Given passage>
There is a point where a project goes beyond the pale, where the complexity goes so far out of line that it is simply ludicrous.

I had such a point today. I had enough with SSIS and decided that I want to replace it with something better. I wrote an ETL tool to handle that in a few hours.

Why is this relevant? Because I have already build an ETL tool. Rhino ETL.

It is quite telling when the author of a tool decide that he doesn't want to use it.

I was decidedly proud of Rhino ETL for a while, then the problems started to creep in. The problems were not in the code per se, the entire architecture of the code was overly complex. In order to handle this complexity, I had resorted to throwing code at the problem, and then more code, and more code yet again.

At the moment, the current code base has two "minor" problems, exception handling and threading. The bigger problem is that I don't want to have to wade into this stinking pile and try to figure out what is going on there. I tried to be clever, and it is clever, in a horrible sort of way.

I don't have the time or patience to decipher code at the best of time, and at this point, it has gotten simply too complex. The project right now is at ~9,000 lines of code, so it is not that it is big, it is simply complex.

From the architecture perspective, I have made one huge mistake, I exposed the threading model to the application code. You can say that this stand in the root of my problems. I actually re-wrote this once already, moving from a home grown threading solution to using Retlang for threading. I made the same mistake and exposed the threading model to the application itself. Can you say: Big mistake!

From the point of view of the project itself, I started by defining the DSL syntax, and then built the project around that. It turns out that this has the usual "let us build the whole layer at a time". It also meant that a lot of the code had deep assumptions about the way it is called, making it unusable for using in other ways. This is excusable if we are talking about the DSL mapping layer, but not for the core code base itself.

Anyway, I am ranting and I should stop.

I spend six to eight hours today rewriting it from scratch.  It doesn't do threading, and it doesn't have a DSL interface yet, but it does pretty much everything that the old project did, in a quarter of the lines of code, and in a way that is much safer and easier to handle than what we are using currently.


Mats Helander

"My Code Sucks"

I beg to differ. But:

"Anyway, I am ranting and I should stop."

No, please go on! This was a really good post imho...the "It turns out that this has the usual "let us build the whole layer at a time" " remark was priceless, as was "I tried to be clever, and it is clever, in a horrible sort of way.".

Very few posts are as informative and interesting as when a good coder rips some code to shreds, critisizing exactly what's wrong with it - but doing it to someone else's code isn't really polite so the only reasonable option is to attack your own code. But that takes Big Kahunas to do publicly like this. Kudos.



I agree with Mats.

Maybe it's the short week for me at work this week, but today I opened some code I was doing before Christmas. I know I was liking it before Christmas, but I saw it today and thought: wow, you really complicated this thing Steve.

I went back, refactored it, removed some of the extraneous complexities and made it more simple.

KISS is a principle I like, and when I try to get too 'fancy' I end up scratching my head later saying 'gee, did it need to be that hard' :)

Extracted records>

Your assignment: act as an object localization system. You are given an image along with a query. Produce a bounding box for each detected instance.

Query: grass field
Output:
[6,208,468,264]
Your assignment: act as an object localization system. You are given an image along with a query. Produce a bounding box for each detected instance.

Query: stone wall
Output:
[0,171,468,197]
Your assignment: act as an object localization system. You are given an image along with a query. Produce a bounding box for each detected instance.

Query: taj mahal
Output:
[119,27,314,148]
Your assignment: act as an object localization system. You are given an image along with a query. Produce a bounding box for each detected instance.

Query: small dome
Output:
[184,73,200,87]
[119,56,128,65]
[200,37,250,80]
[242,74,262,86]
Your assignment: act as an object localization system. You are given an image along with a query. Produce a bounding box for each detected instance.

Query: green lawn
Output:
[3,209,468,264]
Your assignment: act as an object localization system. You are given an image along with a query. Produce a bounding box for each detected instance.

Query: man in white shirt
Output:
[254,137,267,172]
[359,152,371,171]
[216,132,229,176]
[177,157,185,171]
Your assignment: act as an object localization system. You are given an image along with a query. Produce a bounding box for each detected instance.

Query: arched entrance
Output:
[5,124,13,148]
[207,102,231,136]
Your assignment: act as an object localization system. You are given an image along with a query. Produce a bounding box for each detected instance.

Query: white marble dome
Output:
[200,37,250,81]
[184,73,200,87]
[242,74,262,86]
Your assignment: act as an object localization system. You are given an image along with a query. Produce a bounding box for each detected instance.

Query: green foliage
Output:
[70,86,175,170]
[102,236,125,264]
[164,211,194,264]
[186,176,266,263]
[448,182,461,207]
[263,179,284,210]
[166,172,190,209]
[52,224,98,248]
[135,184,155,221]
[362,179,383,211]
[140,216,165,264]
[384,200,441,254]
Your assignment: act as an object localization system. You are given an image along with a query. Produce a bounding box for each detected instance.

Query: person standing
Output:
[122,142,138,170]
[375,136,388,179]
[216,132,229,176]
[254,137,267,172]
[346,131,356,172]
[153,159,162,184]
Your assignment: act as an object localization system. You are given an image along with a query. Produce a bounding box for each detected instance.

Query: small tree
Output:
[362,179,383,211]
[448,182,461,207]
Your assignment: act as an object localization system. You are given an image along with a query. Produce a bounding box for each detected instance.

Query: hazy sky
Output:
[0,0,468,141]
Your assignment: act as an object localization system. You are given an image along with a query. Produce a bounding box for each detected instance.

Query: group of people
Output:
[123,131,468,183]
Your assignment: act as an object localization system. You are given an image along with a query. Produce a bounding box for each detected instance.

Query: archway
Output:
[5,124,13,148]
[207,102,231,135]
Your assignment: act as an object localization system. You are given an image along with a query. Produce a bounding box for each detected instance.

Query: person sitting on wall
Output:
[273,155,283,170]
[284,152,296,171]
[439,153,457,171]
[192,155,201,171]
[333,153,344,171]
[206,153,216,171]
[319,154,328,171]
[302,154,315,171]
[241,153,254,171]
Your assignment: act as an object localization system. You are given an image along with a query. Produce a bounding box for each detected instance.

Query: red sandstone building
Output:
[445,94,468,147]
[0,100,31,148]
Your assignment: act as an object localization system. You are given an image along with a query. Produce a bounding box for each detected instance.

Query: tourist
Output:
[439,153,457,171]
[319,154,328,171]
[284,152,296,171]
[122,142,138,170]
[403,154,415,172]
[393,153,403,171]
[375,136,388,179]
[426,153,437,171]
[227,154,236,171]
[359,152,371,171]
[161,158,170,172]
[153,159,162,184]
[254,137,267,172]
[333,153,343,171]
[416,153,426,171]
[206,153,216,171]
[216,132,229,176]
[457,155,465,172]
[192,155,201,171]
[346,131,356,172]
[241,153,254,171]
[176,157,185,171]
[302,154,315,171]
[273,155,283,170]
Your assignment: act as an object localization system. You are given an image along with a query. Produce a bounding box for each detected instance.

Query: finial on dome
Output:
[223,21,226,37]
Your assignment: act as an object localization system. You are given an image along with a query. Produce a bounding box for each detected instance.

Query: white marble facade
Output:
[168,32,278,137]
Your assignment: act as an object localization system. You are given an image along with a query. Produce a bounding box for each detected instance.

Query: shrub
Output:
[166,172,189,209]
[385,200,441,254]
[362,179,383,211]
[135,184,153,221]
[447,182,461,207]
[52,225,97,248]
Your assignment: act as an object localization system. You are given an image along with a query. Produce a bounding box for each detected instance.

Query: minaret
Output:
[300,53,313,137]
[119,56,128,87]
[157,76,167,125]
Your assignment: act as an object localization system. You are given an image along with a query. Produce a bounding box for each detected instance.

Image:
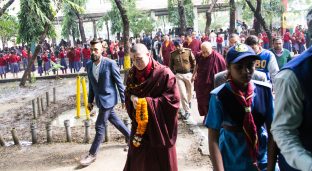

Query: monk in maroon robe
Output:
[193,42,226,120]
[124,44,180,171]
[160,35,175,66]
[183,33,201,56]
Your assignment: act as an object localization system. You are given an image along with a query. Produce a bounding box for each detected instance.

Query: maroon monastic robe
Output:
[183,39,201,56]
[161,40,175,67]
[194,50,226,116]
[124,59,180,171]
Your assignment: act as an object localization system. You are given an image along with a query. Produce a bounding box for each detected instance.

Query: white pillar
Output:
[92,20,97,38]
[193,6,199,33]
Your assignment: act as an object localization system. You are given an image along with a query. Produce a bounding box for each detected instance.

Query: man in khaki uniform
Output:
[169,39,196,119]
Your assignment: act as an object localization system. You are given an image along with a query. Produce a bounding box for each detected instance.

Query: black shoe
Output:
[183,112,191,120]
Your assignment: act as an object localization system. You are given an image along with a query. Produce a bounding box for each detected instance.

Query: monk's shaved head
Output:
[130,43,150,70]
[200,42,212,57]
[200,42,212,48]
[130,43,149,53]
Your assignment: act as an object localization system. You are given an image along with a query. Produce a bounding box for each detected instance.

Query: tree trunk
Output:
[105,21,110,42]
[76,12,87,43]
[1,37,6,49]
[0,0,15,17]
[246,0,272,47]
[27,48,32,83]
[72,28,77,46]
[178,0,186,34]
[307,9,312,48]
[20,24,49,87]
[114,0,130,56]
[205,11,211,35]
[229,0,236,34]
[205,0,217,35]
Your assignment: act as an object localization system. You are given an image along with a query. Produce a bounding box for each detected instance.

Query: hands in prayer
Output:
[130,95,139,109]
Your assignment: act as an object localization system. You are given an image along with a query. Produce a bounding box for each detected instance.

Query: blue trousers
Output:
[89,107,130,155]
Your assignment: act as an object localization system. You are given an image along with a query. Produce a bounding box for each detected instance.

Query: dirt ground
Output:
[0,78,211,171]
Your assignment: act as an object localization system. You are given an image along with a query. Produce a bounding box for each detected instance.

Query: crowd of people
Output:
[0,40,124,79]
[76,23,312,171]
[0,23,312,171]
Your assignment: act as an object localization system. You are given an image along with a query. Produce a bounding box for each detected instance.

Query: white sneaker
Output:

What is needed> Summarize the passage on Rhino ETL in three sentences.

Response to this task> After growing fed up with SSIS, the author of the ETL tool Rhino ETL decided he did not want to use it either, because its architecture had become overly complex and its code base had problems with exception handling and threading. He calls exposing the threading model to application code one huge mistake, and he also built the project around its DSL syntax, leaving much of the core code with deep assumptions about how it is called. He spent six to eight hours rewriting it from scratch, and the new version does pretty much everything the old one did in a quarter of the lines, while commenters, including Mats Helander, praise the post and one describes simplifying his own overcomplicated code in keeping with the KISS principle.